AVAILABLE RECORDS:
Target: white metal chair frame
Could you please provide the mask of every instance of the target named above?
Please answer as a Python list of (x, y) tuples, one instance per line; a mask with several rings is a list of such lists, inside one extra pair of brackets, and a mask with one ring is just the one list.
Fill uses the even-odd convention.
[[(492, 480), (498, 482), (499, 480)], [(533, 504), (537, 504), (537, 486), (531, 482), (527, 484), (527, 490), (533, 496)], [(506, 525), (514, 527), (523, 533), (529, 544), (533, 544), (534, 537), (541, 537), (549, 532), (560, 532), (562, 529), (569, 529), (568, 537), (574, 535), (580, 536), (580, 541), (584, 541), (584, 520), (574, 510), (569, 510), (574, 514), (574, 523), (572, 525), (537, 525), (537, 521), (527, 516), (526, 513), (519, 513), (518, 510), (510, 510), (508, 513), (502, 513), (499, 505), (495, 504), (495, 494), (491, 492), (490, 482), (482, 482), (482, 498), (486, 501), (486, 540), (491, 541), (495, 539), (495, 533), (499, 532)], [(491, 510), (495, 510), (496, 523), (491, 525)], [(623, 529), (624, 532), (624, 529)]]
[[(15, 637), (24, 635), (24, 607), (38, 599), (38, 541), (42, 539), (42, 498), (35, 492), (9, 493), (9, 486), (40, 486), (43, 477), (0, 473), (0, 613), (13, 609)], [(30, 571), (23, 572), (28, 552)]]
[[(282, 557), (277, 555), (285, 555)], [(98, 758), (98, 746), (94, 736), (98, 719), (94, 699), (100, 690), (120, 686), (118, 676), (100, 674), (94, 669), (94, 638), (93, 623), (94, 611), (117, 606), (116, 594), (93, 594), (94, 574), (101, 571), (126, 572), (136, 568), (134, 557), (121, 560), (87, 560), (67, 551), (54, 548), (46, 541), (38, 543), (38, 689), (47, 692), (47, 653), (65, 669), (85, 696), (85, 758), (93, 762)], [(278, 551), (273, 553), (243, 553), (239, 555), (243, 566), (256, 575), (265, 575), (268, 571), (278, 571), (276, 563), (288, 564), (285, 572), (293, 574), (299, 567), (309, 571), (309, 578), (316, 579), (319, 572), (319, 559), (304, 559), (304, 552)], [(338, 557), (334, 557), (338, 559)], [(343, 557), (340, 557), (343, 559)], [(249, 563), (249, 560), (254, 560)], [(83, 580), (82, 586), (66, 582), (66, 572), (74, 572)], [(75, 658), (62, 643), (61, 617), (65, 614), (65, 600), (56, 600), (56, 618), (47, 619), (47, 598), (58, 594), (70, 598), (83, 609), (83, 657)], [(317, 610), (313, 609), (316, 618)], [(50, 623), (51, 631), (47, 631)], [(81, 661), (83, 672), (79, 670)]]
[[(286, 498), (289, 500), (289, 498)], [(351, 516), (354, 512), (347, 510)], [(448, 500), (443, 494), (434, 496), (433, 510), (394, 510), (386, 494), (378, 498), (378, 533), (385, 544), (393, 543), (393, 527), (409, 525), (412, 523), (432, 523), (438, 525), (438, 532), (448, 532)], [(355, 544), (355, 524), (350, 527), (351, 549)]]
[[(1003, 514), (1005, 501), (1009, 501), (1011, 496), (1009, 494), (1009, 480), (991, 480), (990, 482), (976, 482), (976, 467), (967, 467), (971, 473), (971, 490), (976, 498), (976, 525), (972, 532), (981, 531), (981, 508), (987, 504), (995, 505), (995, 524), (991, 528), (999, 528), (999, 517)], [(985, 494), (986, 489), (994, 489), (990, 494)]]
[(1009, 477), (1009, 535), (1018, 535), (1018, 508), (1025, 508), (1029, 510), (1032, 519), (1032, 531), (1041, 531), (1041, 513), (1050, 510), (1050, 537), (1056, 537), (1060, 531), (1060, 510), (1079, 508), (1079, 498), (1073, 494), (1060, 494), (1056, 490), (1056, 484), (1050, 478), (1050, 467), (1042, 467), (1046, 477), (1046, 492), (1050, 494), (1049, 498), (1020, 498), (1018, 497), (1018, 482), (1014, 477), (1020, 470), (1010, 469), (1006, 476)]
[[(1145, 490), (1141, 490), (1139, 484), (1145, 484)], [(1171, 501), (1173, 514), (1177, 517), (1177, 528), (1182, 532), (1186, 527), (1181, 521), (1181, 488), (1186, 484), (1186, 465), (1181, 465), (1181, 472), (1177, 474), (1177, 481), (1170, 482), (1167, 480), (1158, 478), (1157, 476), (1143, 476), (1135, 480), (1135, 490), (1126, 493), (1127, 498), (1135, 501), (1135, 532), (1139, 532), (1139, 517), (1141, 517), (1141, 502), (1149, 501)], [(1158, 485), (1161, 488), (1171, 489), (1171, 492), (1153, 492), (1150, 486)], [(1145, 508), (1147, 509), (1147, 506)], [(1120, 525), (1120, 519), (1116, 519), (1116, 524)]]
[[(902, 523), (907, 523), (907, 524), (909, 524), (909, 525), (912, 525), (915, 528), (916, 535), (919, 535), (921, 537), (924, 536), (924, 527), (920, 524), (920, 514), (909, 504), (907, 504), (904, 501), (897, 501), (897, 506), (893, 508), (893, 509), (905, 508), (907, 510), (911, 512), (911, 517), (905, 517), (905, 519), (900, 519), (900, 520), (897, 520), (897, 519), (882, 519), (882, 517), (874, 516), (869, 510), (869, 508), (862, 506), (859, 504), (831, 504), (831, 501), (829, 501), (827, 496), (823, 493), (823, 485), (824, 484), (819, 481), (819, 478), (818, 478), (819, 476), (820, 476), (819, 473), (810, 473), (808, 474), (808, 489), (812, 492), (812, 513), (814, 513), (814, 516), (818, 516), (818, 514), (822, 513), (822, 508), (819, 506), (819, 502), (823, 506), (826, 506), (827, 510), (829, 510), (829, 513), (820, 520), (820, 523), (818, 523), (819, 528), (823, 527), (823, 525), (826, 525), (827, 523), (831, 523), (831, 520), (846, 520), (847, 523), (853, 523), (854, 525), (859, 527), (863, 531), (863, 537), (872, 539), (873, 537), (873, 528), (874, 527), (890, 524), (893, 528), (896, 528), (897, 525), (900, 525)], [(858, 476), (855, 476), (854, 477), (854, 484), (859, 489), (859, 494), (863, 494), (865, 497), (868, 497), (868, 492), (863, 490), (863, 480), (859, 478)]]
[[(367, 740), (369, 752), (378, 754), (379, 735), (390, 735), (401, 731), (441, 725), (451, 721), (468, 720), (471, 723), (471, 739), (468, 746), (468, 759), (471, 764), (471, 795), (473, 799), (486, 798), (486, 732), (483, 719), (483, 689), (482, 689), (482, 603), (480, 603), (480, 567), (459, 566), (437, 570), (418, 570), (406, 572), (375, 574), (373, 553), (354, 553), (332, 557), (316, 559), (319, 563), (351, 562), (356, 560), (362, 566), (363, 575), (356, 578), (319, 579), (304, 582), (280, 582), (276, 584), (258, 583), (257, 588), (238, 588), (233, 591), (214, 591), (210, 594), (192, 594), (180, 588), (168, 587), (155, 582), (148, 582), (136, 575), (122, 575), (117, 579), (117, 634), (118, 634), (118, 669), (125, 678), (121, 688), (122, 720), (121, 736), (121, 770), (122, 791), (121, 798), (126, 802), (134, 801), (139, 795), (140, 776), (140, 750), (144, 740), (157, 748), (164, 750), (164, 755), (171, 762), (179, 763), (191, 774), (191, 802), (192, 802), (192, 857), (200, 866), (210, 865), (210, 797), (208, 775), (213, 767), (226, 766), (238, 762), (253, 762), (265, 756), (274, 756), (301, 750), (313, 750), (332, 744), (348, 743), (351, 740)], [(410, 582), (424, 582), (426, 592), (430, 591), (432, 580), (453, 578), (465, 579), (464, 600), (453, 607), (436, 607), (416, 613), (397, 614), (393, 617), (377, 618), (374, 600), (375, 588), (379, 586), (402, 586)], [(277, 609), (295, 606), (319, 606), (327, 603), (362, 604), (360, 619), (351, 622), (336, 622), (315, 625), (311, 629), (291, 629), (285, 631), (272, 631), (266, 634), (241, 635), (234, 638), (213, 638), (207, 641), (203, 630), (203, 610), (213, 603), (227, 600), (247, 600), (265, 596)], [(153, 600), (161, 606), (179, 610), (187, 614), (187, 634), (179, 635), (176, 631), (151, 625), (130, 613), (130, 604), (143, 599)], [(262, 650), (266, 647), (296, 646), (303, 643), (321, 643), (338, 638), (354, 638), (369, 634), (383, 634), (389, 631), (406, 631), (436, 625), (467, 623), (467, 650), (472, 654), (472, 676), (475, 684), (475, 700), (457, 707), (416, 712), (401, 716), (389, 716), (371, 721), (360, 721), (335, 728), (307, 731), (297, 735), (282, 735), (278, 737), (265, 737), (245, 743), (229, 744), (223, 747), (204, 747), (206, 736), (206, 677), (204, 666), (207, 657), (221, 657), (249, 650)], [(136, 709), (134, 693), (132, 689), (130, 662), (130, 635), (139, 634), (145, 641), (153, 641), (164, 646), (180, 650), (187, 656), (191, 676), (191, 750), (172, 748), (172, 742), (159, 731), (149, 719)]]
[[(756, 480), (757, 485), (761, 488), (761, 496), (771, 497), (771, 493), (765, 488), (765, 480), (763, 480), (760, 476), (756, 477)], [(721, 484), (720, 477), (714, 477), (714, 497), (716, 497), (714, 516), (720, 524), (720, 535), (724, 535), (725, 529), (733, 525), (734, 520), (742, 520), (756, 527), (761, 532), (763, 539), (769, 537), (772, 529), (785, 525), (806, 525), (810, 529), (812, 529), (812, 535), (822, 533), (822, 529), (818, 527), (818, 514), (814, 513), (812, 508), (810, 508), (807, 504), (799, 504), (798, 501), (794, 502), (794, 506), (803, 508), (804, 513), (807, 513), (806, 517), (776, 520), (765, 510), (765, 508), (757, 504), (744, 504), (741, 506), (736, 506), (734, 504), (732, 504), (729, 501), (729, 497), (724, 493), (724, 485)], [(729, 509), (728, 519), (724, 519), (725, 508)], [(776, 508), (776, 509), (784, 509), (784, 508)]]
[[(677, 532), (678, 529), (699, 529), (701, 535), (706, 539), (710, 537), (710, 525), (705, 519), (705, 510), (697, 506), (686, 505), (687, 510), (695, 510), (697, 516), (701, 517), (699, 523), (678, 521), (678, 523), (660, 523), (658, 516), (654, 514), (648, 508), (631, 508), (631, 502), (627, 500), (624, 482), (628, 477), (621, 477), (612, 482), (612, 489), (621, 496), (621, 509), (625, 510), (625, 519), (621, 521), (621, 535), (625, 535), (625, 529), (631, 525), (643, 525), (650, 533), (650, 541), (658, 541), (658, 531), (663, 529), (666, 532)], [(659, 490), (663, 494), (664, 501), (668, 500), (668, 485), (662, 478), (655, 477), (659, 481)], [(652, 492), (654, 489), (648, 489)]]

GOAL OF THE EXERCISE: Reproduce the listing above word for word, starting at its first line and ending with the line that contains "Fill uses the even-odd convention.", both included.

TASK RESULT:
Target: white metal chair frame
Could you please provide the mask of every instance of the target named above?
Please answer as a Python list of (x, y) tuples, one instance per line; a mask with several rings is a list of such lists, inside one extra pair of brackets, and a mask with one ring is just the one list.
Fill uses the even-odd convention.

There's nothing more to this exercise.